<<<<

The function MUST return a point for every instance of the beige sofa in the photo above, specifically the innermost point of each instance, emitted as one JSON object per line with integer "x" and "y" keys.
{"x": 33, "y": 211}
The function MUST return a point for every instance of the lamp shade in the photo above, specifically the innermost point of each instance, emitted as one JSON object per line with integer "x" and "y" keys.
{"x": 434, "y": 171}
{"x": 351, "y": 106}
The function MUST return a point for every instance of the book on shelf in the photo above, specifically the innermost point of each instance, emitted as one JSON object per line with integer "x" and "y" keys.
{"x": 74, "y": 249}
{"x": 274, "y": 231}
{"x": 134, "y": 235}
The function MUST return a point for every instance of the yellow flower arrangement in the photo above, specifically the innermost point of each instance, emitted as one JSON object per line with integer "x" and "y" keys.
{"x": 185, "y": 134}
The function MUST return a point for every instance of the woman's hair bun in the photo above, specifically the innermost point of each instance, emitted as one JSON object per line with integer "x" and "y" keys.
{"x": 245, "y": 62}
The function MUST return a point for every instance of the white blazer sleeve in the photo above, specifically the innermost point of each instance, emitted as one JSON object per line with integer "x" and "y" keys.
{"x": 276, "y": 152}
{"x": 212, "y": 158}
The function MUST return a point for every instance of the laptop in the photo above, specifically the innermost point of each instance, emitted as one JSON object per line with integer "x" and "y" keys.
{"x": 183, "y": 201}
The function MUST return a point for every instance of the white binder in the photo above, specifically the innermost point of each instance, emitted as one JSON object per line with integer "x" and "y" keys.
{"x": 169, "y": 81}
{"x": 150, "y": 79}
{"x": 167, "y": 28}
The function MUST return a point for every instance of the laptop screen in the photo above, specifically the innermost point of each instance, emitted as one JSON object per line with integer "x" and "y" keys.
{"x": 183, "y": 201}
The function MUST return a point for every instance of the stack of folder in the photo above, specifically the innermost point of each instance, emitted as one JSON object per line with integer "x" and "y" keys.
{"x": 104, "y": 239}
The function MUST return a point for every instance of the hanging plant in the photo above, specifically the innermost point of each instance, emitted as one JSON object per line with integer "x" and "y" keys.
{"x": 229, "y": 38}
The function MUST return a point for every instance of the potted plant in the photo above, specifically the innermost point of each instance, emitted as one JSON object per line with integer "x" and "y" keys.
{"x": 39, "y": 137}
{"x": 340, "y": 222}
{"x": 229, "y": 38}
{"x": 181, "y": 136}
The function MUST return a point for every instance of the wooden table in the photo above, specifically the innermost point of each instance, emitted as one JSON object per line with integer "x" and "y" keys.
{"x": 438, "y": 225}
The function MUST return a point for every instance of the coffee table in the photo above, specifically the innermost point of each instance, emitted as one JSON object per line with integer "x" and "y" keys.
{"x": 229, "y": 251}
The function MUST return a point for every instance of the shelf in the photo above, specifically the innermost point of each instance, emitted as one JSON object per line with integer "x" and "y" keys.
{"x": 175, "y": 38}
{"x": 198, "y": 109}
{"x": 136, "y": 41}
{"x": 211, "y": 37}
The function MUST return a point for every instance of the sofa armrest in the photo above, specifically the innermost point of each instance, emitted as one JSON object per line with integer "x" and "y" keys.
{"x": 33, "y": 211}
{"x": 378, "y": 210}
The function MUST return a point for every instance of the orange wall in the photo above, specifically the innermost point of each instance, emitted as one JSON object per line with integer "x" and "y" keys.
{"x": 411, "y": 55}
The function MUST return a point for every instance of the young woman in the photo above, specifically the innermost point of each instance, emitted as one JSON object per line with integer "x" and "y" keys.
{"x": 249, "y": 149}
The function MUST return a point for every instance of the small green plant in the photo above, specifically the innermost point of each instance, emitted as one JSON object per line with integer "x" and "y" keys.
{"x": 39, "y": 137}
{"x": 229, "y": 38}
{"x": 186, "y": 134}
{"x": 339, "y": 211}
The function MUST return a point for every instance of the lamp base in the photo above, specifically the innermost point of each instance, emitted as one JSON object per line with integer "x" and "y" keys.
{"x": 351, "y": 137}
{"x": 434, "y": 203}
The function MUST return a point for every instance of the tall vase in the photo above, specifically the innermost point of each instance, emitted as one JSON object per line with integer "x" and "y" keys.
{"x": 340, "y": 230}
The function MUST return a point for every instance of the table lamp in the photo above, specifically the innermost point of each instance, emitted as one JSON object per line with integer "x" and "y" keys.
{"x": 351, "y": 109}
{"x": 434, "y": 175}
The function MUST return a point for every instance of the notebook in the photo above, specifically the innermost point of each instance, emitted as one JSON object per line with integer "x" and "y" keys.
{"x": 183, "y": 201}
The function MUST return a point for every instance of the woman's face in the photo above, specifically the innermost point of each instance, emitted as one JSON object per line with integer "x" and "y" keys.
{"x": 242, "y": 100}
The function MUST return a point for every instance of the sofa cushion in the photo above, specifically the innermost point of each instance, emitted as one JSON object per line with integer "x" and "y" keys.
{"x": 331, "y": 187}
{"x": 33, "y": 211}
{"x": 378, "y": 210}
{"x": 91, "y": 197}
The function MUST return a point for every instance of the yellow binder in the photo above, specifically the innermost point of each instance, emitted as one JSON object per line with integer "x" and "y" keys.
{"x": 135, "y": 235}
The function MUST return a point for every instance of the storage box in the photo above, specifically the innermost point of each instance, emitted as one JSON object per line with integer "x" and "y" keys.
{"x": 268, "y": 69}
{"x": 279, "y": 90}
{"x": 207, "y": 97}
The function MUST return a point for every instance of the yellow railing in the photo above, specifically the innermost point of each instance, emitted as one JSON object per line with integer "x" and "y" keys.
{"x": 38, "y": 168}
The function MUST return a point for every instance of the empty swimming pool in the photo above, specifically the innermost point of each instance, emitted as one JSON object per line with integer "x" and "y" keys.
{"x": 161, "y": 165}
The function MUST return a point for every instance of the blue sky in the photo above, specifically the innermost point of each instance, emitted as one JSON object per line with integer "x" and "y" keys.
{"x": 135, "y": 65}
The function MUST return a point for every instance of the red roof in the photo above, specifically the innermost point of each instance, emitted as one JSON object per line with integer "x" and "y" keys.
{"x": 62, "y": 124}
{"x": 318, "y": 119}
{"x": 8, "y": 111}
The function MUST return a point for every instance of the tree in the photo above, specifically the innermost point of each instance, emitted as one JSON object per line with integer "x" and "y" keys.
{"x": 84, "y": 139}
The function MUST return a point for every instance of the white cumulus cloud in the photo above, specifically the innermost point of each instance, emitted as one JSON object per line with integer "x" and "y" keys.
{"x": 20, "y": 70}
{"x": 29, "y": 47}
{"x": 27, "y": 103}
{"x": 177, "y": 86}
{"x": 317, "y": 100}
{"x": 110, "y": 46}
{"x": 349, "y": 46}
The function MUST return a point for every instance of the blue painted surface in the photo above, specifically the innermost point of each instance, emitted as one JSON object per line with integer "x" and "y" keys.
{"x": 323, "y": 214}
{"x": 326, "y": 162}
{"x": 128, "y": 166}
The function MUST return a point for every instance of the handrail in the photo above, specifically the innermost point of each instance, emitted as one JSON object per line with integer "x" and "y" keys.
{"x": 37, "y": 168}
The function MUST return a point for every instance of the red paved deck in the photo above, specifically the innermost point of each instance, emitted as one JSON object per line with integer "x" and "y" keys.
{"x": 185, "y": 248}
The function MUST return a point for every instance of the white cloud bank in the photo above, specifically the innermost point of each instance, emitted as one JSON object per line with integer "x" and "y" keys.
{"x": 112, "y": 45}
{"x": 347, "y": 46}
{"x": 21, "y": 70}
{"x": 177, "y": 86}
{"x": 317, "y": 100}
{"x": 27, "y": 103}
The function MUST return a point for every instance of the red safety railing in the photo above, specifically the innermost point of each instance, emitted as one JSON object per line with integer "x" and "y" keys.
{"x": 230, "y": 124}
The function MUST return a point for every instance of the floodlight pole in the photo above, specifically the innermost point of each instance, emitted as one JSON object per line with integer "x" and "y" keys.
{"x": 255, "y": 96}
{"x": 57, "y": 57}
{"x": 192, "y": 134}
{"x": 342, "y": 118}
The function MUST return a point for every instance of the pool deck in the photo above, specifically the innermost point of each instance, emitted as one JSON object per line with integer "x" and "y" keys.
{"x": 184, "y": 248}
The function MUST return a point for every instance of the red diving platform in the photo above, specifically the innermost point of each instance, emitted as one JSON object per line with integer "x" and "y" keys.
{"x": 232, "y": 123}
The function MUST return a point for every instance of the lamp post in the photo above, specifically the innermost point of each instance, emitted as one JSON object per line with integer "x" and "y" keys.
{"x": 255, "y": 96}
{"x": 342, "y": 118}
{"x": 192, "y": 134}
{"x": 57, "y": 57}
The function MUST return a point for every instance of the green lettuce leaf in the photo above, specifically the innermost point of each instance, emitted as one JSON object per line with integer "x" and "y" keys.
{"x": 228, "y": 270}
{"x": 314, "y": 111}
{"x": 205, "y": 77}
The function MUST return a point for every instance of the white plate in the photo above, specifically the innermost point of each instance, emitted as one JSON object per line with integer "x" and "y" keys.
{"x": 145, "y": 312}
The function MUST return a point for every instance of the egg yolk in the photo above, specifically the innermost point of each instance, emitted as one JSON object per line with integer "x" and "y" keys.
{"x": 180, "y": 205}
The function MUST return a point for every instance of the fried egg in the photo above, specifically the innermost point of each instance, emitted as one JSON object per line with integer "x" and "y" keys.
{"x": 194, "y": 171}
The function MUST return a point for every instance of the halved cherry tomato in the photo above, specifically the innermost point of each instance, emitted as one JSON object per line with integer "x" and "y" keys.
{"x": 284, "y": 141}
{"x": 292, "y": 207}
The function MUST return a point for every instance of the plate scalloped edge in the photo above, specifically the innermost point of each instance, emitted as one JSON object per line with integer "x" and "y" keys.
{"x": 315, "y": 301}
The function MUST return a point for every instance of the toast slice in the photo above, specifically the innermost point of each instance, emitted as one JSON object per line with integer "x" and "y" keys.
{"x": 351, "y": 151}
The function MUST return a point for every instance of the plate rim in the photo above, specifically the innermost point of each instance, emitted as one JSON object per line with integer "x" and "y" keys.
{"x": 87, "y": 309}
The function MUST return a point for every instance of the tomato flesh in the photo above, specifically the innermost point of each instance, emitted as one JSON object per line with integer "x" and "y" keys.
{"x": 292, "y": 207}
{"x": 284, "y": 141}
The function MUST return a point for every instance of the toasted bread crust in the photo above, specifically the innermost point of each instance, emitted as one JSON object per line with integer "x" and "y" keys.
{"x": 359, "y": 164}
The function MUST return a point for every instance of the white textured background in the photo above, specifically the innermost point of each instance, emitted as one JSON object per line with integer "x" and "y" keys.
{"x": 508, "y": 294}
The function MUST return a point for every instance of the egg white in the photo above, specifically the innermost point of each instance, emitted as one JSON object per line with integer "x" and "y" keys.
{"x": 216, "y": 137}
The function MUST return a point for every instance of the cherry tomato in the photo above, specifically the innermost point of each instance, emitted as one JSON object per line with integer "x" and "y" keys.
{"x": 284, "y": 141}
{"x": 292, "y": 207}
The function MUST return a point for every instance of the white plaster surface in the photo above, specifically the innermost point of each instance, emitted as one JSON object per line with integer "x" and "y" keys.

>>>>

_Task to complete:_ Going from the line that has "of the toasted" through the last line of the entries, retype each line exactly as given and add nothing.

_Result of the task:_
The function MUST return a point for every instance of the toasted bread crust in the photo above, specifically the innermost point of each instance, emitted as one JSON object per line with integer "x" and "y" keys.
{"x": 359, "y": 164}
The function MUST return a point for every instance of the white textured background in the photo above, specifically the innermost point of each instance, emitted as one JSON object per line with integer "x" and "y" keys.
{"x": 508, "y": 294}
The function MUST return a point for every instance of the egg white in the photo above, specifically the innermost point of each instance, emitted as one JSON object per line with integer "x" and "y" keys.
{"x": 216, "y": 137}
The function MUST return a point for every instance of the cherry tomato in the photo above, specifically the innermost point of each instance, emitted as one JSON object per line with integer "x" and "y" keys.
{"x": 284, "y": 141}
{"x": 292, "y": 207}
The function MUST return a point for every instance of the white plaster surface in the photo above, specifically the innermost point of each instance, emitted as one JSON object per line with integer "x" and "y" keys.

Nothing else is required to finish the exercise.